**Information provided:**
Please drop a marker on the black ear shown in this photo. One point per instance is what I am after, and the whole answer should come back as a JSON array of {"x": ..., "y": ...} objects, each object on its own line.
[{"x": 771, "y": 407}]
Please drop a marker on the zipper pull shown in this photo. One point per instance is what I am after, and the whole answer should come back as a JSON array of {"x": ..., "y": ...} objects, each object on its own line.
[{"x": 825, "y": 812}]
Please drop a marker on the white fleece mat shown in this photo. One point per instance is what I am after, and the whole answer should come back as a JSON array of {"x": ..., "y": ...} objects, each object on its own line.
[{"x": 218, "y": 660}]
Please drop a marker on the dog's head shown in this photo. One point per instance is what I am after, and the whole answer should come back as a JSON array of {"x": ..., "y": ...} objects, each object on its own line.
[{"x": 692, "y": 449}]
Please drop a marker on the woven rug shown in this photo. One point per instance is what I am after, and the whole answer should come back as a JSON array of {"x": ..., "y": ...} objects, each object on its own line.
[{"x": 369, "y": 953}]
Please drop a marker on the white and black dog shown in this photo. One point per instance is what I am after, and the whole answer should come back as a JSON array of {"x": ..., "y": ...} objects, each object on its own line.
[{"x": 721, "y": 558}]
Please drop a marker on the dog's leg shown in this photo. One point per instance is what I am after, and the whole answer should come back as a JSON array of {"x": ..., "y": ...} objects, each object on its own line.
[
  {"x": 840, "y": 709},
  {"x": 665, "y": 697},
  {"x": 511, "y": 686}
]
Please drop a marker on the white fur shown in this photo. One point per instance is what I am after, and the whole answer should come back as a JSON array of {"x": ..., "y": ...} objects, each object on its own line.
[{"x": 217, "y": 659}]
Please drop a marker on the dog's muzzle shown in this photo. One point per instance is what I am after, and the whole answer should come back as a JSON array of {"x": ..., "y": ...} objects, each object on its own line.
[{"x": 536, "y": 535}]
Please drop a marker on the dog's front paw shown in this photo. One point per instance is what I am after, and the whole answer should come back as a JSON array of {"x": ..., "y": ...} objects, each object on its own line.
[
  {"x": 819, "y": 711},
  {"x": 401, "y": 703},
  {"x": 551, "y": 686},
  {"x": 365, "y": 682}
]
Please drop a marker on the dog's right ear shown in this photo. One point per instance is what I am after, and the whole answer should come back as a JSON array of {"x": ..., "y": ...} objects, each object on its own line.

**Exercise prompt:** Could you output, word for word, the lines above from the line that contains "Please drop a marker on the white fur" through the final line, including both of those lines?

**Task output:**
Please drop a marker on the white fur shown in this photo. One point per instance is what I am after, and the whole answer should come back as a JSON array of {"x": ..., "y": ...} objects, each object on its own line.
[{"x": 217, "y": 659}]
Please drop a marker on the dog's muzzle shown in this photo. One point per instance is what I am after, and the whole answer should come back as a JSON array of {"x": ..., "y": ...} objects, each object on its own line.
[{"x": 536, "y": 535}]
Please drop a marker on the dog's front paw shown in this photo. One point per instance is what I am after, and the whole answer should come back as a JSON array of {"x": ..., "y": ...} objects, each object on its own line.
[
  {"x": 819, "y": 711},
  {"x": 401, "y": 703},
  {"x": 551, "y": 686},
  {"x": 365, "y": 682}
]
Please drop a marker on the dog's right ear shown in this photo. One point per instance is what I am after, and the whole answer should come back as a JSON array of {"x": ..., "y": ...} objects, each object on its own line.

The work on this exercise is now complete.